## Selected extract
A multidimensional gas chromatography method for the analysis of dissolved hydrogen sulfide in liquid crude oil samples is presented. A Deans switch is used to heart-cut light sulfur gases for separation on a secondary column and detection on a sulfur chemiluminescence detector.
A method for the analysis of dissolved hydrogen sulfide in crude oil samples is demonstrated using gas chromatography. In order to effectively eliminate interferences, a two dimensional column configuration is used, with a Deans switch employed to transfer hydrogen sulfide from the first to the second column (heart-cutting). Liquid crude samples are first separated on a dimethylpolysiloxane column, and light gases are heart-cut and further separated on a bonded porous layer open tubular (PLOT) column that is able to separate hydrogen sulfide from other light sulfur species. Hydrogen sulfide is then detected with a sulfur chemiluminescence detector, adding an additional layer of selectivity. Following separation and detection of hydrogen sulfide, the system is backflushed to remove the high-boiling hydrocarbons present in the crude samples and to preserve chromatographic integrity. Dissolved hydrogen sulfide has been quantified in liquid samples from 1.1 to 500 ppm, demonstrating wide applicability to a range of samples. The method has also been successfully applied for the analysis of gas samples from crude oil headspace and process gas bags, with measurement from 0.7 to 9,700 ppm hydrogen sulfide.

## Task list
a) According to the hydrogen sulfide abstract, which detector is used to detect hydrogen sulfide?
b) Write out the hydrogen sulfide abstract from "A multidimensional gas" to "sulfur chemiluminescence detector.", swapping "light sulfur gases" for "light sulfur species".

(Stored data entries)
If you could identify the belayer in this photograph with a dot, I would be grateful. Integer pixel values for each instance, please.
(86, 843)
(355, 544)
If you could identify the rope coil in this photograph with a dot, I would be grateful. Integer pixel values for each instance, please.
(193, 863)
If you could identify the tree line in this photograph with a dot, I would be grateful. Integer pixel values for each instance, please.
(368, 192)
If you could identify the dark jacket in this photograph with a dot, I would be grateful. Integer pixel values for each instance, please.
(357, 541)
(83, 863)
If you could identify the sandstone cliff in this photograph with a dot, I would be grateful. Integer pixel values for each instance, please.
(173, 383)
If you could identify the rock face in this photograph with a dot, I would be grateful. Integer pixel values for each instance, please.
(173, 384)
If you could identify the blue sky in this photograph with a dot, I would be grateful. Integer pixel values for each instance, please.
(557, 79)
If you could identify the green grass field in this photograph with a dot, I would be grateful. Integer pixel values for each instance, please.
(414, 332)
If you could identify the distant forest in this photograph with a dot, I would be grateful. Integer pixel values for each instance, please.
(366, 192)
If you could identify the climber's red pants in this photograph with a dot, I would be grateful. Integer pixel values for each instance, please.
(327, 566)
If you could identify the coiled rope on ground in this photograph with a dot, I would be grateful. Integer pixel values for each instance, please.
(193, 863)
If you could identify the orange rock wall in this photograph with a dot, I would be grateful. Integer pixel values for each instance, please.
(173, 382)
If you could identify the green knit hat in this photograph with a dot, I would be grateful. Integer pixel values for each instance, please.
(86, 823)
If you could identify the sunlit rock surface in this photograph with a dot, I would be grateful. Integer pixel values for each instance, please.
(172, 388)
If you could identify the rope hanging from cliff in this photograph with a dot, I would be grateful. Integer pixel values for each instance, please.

## Expected outputs
a) A sulfur chemiluminescence detector.

b)
A multidimensional gas chromatography method for the analysis of dissolved hydrogen sulfide in liquid crude oil samples is presented. A Deans switch is used to heart-cut light sulfur species for separation on a secondary column and detection on a sulfur chemiluminescence detector.